-- Given entries follows --
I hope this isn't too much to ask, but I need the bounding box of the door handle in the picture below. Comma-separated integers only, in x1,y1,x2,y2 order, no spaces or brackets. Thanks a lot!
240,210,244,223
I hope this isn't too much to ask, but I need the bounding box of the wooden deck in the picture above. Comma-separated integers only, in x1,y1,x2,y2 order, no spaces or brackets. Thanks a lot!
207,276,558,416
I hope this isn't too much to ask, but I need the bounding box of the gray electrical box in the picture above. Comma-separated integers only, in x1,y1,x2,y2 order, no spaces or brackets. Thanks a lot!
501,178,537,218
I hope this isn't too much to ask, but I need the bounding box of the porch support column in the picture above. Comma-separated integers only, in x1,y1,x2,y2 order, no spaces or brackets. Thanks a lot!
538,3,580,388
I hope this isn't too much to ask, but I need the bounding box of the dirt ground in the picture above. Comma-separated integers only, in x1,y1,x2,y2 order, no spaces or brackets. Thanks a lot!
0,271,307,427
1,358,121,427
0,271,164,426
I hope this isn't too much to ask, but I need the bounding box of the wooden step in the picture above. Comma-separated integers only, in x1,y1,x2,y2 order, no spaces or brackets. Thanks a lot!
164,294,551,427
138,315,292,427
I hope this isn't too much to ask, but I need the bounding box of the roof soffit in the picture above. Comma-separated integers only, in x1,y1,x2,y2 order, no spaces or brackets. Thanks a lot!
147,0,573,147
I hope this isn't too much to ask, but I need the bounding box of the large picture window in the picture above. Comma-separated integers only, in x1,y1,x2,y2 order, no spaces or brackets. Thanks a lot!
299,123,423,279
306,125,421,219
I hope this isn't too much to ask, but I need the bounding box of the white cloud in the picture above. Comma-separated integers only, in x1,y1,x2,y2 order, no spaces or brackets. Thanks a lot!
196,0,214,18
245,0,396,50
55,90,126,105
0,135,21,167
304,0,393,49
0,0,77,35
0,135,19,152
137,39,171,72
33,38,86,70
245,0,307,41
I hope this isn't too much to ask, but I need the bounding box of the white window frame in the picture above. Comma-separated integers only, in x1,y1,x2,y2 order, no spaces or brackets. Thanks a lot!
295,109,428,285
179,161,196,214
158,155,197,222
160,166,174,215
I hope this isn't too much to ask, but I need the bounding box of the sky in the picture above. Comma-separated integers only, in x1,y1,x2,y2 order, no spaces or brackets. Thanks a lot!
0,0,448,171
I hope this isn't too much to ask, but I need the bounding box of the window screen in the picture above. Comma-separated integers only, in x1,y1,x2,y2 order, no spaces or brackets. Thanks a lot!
-- Given entries concluded --
▸ Directions
Above are the entries; return each one exactly.

▸ Result of this exercise
I hope this isn't too much to ask, but I need the bounding box of the door handle in the picture below. Comma-separated integers only, in x1,y1,x2,y2 order, no spaces or brackets. Thanks a lot!
240,210,244,223
I hope this isn't too much to ask, but I need the bounding box of the wooden deck in the picture above. Comma-separated integers only, in x1,y1,x2,y2 order, no spaces or brackets. Thanks a lot!
207,276,558,416
I hope this isn't too much to ask, but I need the bounding box of the gray electrical box in the picture above. Comma-separated integers only, in x1,y1,x2,y2 order, no spaces or brackets. Thanks a lot!
501,178,537,218
I hope this isn't too much to ask, but I need the bounding box of the porch support column in the picture above. Comma-separated integers only, in x1,y1,x2,y2 order, no spaces or brackets. Thanks a lot!
538,3,580,388
I hope this isn't too much to ask, but I need the bounding box of the dirt ground in the picture above. Comma-separated integers only, in x1,y1,x2,y2 order, no spaces or brackets. Thanks a lot!
0,271,307,427
1,358,121,427
0,271,164,426
I hope this isn't too much to ask, but I need the bounding box of the wooden step in the picture above. Comma-separated integers only, in x1,y1,x2,y2 order, no spaces or brackets. Thanks a lot!
164,294,551,427
138,315,292,427
I hope this isn't too much to ask, but I need the bounding box of the roof soffit in the picture above. Comma-separated integers only, in x1,y1,x2,y2 order, no spaces or brackets. Thanks a lot!
147,0,573,147
I hope this isn't too much to ask, but I need the bounding box of the large picture window in the picture above. Comma-separated integers only, in x1,y1,x2,y2 order, no spaces or brackets. Thanks a lot!
299,123,423,279
306,125,421,219
I hope this isn't too much to ask, but I need the bounding box of the white cloud in the picture above. Comma-separated integers only, in x1,y1,x2,y2 order, no spaces or brackets. Thanks a lot!
196,0,214,18
245,0,396,50
55,90,126,105
0,135,21,167
304,0,393,49
0,0,77,35
0,135,19,152
137,39,171,72
33,38,86,70
245,0,307,41
I hope this isn't too much to ask, but I need the bounding box of the white window frame in the picture above. Comma-separated integers only, in x1,y1,x2,y2 order, no spaces or brackets. Thanks a lot!
295,109,428,285
179,161,196,214
158,155,197,222
160,166,174,215
I hope this isn't too much to ask, but I need the bounding box of the sky in the picture above. Comma-separated integers only, in x1,y1,x2,y2 order, no spaces or brackets. Thanks a lot!
0,0,448,171
I hope this isn't too much to ask, but I need the bounding box of the window screen in the picture above. Comma-separated integers only, in x1,y1,x2,y2 order, no spaces or brackets. Thanks a lot!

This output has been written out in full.